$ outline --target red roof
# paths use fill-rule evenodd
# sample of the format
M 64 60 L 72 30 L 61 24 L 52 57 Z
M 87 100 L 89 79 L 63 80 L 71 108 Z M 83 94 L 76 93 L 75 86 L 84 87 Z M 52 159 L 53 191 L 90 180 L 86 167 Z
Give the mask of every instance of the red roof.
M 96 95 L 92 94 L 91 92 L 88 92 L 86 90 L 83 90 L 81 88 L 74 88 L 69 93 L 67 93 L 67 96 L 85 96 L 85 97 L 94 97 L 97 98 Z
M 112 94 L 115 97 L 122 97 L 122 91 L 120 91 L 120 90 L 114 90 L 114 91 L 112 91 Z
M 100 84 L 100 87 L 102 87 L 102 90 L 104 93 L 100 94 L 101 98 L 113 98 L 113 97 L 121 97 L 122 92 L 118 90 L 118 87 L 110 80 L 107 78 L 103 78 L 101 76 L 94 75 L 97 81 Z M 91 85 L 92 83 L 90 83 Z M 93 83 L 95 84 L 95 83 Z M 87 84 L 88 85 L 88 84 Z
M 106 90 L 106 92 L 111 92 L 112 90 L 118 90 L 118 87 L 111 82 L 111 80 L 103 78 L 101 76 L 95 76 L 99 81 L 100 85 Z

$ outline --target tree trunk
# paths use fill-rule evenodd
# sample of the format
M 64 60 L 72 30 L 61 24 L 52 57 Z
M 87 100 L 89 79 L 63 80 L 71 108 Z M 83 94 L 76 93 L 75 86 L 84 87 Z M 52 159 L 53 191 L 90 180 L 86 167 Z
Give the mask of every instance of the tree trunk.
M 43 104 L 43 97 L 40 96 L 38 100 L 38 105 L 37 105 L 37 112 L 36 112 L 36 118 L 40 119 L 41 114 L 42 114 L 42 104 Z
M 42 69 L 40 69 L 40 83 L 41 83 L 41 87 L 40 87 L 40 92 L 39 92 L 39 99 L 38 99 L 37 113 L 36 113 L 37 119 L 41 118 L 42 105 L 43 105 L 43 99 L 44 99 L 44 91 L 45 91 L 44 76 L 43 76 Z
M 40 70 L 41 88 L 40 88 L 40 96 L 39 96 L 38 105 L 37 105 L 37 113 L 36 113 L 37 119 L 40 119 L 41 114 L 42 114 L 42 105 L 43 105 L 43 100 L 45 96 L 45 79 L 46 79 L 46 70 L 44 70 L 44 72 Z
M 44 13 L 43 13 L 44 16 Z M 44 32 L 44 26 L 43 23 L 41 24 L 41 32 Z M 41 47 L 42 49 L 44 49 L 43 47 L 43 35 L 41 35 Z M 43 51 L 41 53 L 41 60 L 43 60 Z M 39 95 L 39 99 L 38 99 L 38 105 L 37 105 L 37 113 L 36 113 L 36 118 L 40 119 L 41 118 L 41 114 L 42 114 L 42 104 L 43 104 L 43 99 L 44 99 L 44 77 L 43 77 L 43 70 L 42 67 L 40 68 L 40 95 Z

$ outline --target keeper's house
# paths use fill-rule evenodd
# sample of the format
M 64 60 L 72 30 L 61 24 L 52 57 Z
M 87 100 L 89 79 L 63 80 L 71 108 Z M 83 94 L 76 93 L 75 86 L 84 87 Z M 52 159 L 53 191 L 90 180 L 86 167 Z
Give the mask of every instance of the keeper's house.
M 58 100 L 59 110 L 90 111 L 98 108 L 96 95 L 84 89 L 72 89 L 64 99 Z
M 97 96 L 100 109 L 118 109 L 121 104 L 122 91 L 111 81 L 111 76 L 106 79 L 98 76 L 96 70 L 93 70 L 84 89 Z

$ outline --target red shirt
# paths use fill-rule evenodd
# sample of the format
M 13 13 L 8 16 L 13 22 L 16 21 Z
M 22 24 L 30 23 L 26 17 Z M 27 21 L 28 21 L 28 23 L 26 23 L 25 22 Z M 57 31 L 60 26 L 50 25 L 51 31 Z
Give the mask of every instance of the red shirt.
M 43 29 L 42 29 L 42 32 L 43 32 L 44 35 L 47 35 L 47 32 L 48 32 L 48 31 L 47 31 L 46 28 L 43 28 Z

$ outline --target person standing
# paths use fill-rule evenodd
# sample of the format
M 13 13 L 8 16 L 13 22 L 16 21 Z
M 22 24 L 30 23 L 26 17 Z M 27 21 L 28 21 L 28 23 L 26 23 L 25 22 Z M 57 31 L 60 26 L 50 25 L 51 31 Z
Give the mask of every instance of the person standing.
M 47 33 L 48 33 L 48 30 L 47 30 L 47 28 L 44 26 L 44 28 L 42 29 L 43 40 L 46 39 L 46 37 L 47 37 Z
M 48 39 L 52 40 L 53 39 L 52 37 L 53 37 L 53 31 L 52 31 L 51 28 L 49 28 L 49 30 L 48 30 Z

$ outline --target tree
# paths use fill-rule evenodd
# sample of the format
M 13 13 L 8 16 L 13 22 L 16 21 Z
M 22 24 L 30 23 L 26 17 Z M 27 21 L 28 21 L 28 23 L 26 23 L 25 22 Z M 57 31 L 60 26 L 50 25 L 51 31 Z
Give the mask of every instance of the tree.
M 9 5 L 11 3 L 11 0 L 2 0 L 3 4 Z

#### What you should do:
The records must each be output verbatim, with nothing left out.

#### Solved problem:
$ outline --target red roof
# paths use fill-rule evenodd
# sample of the format
M 64 60 L 72 30 L 61 24 L 52 57 Z
M 87 100 L 89 79 L 63 80 L 71 108 Z M 83 94 L 76 93 L 75 86 L 84 87 Z M 52 159 L 53 191 L 90 180 L 86 167 Z
Give the mask of every instance of the red roof.
M 96 95 L 92 94 L 91 92 L 88 92 L 86 90 L 83 90 L 81 88 L 74 88 L 69 93 L 67 93 L 67 96 L 85 96 L 85 97 L 94 97 L 97 98 Z
M 112 94 L 115 97 L 122 97 L 122 91 L 120 91 L 120 90 L 114 90 L 114 91 L 112 91 Z
M 100 84 L 100 87 L 102 87 L 102 90 L 104 93 L 100 94 L 101 98 L 113 98 L 113 97 L 121 97 L 122 92 L 118 90 L 118 87 L 110 80 L 107 78 L 103 78 L 101 76 L 94 75 L 97 81 Z M 91 85 L 92 83 L 90 83 Z M 93 83 L 95 84 L 95 83 Z M 87 84 L 88 85 L 88 84 Z
M 106 90 L 106 92 L 111 92 L 112 90 L 118 90 L 118 87 L 111 82 L 111 80 L 103 78 L 101 76 L 95 76 L 99 81 L 100 85 Z

$ outline --target tree trunk
# paths use fill-rule evenodd
# sample of the format
M 64 60 L 72 30 L 61 24 L 52 57 Z
M 87 100 L 89 79 L 63 80 L 71 108 Z M 83 94 L 76 93 L 75 86 L 84 87 Z M 52 159 L 53 191 L 90 180 L 86 167 Z
Give the mask of every instance of the tree trunk.
M 43 104 L 43 97 L 40 96 L 38 100 L 38 105 L 37 105 L 37 112 L 36 112 L 36 118 L 40 119 L 41 114 L 42 114 L 42 104 Z
M 42 69 L 40 69 L 40 83 L 41 83 L 41 87 L 40 87 L 40 92 L 39 92 L 39 99 L 38 99 L 37 113 L 36 113 L 37 119 L 41 118 L 42 105 L 43 105 L 43 99 L 44 99 L 44 91 L 45 91 L 44 76 L 43 76 Z
M 40 70 L 41 88 L 40 88 L 40 96 L 39 96 L 38 105 L 37 105 L 37 113 L 36 113 L 37 119 L 40 119 L 41 114 L 42 114 L 42 105 L 43 105 L 43 100 L 45 96 L 45 79 L 46 79 L 46 70 L 44 70 L 44 72 Z
M 44 13 L 43 13 L 44 16 Z M 44 32 L 44 26 L 43 23 L 41 24 L 41 32 Z M 41 47 L 42 49 L 44 49 L 43 47 L 43 35 L 41 35 Z M 43 51 L 41 53 L 41 60 L 43 60 Z M 39 95 L 39 99 L 38 99 L 38 105 L 37 105 L 37 113 L 36 113 L 36 118 L 40 119 L 41 118 L 41 114 L 42 114 L 42 104 L 43 104 L 43 99 L 44 99 L 44 77 L 43 77 L 43 70 L 42 67 L 40 68 L 40 95 Z

$ outline --target keeper's house
# paths use fill-rule evenodd
# sample of the format
M 64 60 L 72 30 L 61 24 L 52 57 Z
M 87 100 L 89 79 L 63 80 L 71 108 Z M 83 94 L 76 93 L 75 86 L 84 87 Z M 52 159 L 53 191 L 90 180 L 86 167 Z
Give the mask of every instance of the keeper's house.
M 58 100 L 59 110 L 90 111 L 98 108 L 96 95 L 84 89 L 72 89 L 64 99 Z
M 97 96 L 100 109 L 118 109 L 121 104 L 122 91 L 111 81 L 111 76 L 106 79 L 98 76 L 96 70 L 93 70 L 84 89 Z

$ outline --target red shirt
# paths use fill-rule evenodd
# sample of the format
M 13 13 L 8 16 L 13 22 L 16 21 Z
M 22 24 L 30 23 L 26 17 Z M 27 21 L 28 21 L 28 23 L 26 23 L 25 22 Z M 57 31 L 60 26 L 50 25 L 51 31 Z
Give the mask of every instance of the red shirt.
M 43 29 L 42 29 L 42 32 L 43 32 L 44 35 L 47 35 L 47 32 L 48 32 L 48 31 L 47 31 L 46 28 L 43 28 Z

$ outline --target person standing
# paths use fill-rule evenodd
# sample of the format
M 13 13 L 8 16 L 13 22 L 16 21 Z
M 22 24 L 30 23 L 26 17 Z M 27 21 L 28 21 L 28 23 L 26 23 L 25 22 Z M 57 31 L 60 26 L 50 25 L 51 31 Z
Give the mask of every instance of the person standing.
M 47 33 L 48 33 L 48 30 L 47 30 L 47 28 L 44 26 L 44 28 L 42 29 L 43 40 L 46 39 L 46 37 L 47 37 Z
M 48 39 L 52 40 L 53 39 L 52 37 L 53 37 L 53 31 L 52 31 L 51 28 L 49 28 L 49 30 L 48 30 Z

$ outline --target tree
# paths use fill-rule evenodd
# sample of the format
M 13 13 L 8 16 L 13 22 L 16 21 Z
M 22 24 L 30 23 L 26 17 Z M 27 21 L 28 21 L 28 23 L 26 23 L 25 22 Z M 57 31 L 60 26 L 50 25 L 51 31 Z
Give the mask of every instance of the tree.
M 9 5 L 11 3 L 11 0 L 2 0 L 3 4 Z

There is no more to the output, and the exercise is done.